══ SOURCE EXCERPT ══

Example: CMIP6 request includes ‘ tos’ , the sea surface temperature, while Nemo sends field ‘ sst’ to XIOS. Here is an example of a ping file making the relation between ‘sst’ and ‘tos’ and ensuring a transformation of units from Celsius to Kelvin:
<field_definition>
<field id="CMIP_tos" field_ref="sst"> sst + 273.15 <field/>
</field_definition>
where ‘ CMIP_’ is the prefix that you have defined in lab_and_model_settings. In the case of an empty string prefix, you have to take care that this does not generate name collision with some XIOS field identifier already used by the model.
“Home” variables have not to be defined in ping files, but only in the model native field_def (without any prefix).
The ping file can also be used to tell dr2xml that some DR-requested variables are not to be produced, either because the model cannot produce it or because the lab does not want to. Any field definition entry that has a ‘field ref’ beginning with dummy will not be included in output files by dr2xml (this feature will actually be implemented in next version of dr2xml).

═══
══ DATA LINES ══

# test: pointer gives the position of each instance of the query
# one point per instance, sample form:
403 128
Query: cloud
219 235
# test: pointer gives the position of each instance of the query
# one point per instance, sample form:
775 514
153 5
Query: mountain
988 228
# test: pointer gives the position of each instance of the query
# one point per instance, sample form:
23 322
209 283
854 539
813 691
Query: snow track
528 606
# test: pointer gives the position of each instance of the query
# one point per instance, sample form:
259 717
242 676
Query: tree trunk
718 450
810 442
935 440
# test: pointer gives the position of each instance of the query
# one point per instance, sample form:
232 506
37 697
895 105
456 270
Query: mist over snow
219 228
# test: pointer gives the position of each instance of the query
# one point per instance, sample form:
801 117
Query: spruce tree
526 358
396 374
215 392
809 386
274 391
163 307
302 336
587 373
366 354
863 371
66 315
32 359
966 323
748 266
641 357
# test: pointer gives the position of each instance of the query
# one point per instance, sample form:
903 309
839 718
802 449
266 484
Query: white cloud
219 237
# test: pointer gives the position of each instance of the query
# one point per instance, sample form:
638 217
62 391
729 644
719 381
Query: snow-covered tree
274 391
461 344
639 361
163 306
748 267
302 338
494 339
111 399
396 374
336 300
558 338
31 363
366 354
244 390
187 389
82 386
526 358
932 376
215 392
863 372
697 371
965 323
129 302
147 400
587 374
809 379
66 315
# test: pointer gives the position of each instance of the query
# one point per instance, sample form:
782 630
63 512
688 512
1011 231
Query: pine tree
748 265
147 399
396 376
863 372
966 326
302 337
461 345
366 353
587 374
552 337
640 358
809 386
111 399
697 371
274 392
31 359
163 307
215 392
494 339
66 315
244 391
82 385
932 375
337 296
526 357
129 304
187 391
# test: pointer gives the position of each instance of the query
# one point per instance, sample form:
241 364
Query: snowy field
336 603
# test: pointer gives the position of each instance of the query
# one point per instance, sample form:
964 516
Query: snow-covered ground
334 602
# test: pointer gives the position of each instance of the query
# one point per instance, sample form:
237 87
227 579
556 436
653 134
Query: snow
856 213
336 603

═══

> _SET PROBLEM 1_
Answer these about the ping file excerpt:
(a) What unit conversion does the example ping file perform on the sea surface temperature?
(b) In which settings is the prefix such as "CMIP_" defined?
(c) Where must "Home" variables be defined instead of in ping files?
> _SET PROBLEM 2_
Continue the ping file excerpt from its final sentence.
The listing has no connection to the ping file excerpt.

> _TASK OUTPUT 1_
(a) It converts Celsius to Kelvin by adding 273.15 to "sst".
(b) In lab_and_model_settings.
(c) Only in the model native field_def, without any prefix.

> _TASK OUTPUT 2_
To help you writing the ping file, a skeleton per realm is provided in directory output_samples/ where the exhaustive list of all variables for all MIPs at all priority level is provided as XIOS ‘field ids’.
Since it is very likely your lab is not involved in all MIPs, neither is concerned with all tiers and all variable priority levels, you may wish to regenerate these ping file templates to reduce their length and avoid to have to keep numerous dummy entries. For that purpose, create_ping_files.ipynb (available in dr2xml/ repository) python notebook drives you to create ping files templates with some user control (including accounting for a list of excluded variables). If not familiar with notebooks, you can alternatively use the equivalent classical Python script create_ping_files.py (available in dr2xml/doc/ repository).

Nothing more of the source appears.